▶ WHAT YOU WILL DO
Below are some records. Set each one down exactly as it reads.

▶ PROVIDED RECORDS
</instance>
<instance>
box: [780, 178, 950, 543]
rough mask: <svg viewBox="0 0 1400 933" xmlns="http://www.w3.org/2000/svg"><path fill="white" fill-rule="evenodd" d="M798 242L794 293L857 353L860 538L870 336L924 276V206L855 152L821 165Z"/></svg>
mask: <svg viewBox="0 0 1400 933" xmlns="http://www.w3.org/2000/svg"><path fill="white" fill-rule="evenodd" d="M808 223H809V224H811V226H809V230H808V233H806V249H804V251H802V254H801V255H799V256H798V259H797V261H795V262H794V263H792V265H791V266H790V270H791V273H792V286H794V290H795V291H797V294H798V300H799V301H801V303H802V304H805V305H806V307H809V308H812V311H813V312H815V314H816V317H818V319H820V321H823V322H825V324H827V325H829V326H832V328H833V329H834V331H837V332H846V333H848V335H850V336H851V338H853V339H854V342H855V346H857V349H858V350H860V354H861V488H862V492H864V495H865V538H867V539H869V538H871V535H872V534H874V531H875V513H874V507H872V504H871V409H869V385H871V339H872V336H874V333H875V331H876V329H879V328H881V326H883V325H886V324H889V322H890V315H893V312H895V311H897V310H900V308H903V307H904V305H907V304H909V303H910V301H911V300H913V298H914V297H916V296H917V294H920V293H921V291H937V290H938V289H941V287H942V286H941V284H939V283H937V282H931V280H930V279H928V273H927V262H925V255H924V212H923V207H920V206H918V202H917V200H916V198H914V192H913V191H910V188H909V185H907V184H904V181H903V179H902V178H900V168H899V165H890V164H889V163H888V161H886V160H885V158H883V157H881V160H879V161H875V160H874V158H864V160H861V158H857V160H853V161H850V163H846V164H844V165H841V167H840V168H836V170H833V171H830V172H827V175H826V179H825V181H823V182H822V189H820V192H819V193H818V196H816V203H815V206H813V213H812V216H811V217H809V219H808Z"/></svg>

▶ OUTPUT FOR THIS TASK
</instance>
<instance>
box: [780, 178, 950, 543]
rough mask: <svg viewBox="0 0 1400 933" xmlns="http://www.w3.org/2000/svg"><path fill="white" fill-rule="evenodd" d="M798 242L794 293L857 353L860 538L870 336L924 276V206L855 152L821 165Z"/></svg>
mask: <svg viewBox="0 0 1400 933" xmlns="http://www.w3.org/2000/svg"><path fill="white" fill-rule="evenodd" d="M808 223H809V224H811V226H809V230H808V233H806V249H804V251H802V254H801V255H799V256H798V259H797V261H795V262H794V263H792V265H791V266H790V270H791V273H792V286H794V290H795V291H797V294H798V300H799V301H801V303H802V304H805V305H806V307H809V308H812V311H813V312H815V314H816V317H818V319H820V321H823V322H825V324H827V325H829V326H832V328H833V329H834V331H837V332H846V333H848V335H850V336H851V338H853V339H854V342H855V346H857V349H858V350H860V354H861V488H862V492H864V495H865V538H867V539H869V538H871V535H872V534H874V531H875V513H874V507H872V504H871V409H869V385H871V339H872V336H874V333H875V331H876V329H879V328H881V326H883V325H886V324H889V322H890V315H893V312H895V311H897V310H900V308H903V307H904V305H907V304H909V303H910V301H911V300H913V298H914V297H916V296H917V294H920V293H921V291H937V290H938V289H941V287H942V286H941V284H939V283H937V282H931V280H930V279H928V273H927V262H925V255H924V212H923V207H920V206H918V202H917V200H916V198H914V192H913V191H910V188H909V185H907V184H904V181H903V179H902V178H900V168H899V165H890V164H889V163H888V161H886V160H885V158H883V157H881V160H879V161H875V160H874V158H864V160H861V158H857V160H853V161H850V163H846V164H844V165H841V167H840V168H836V170H833V171H830V172H827V175H826V179H825V181H823V182H822V189H820V192H819V193H818V196H816V203H815V206H813V213H812V216H811V217H809V219H808Z"/></svg>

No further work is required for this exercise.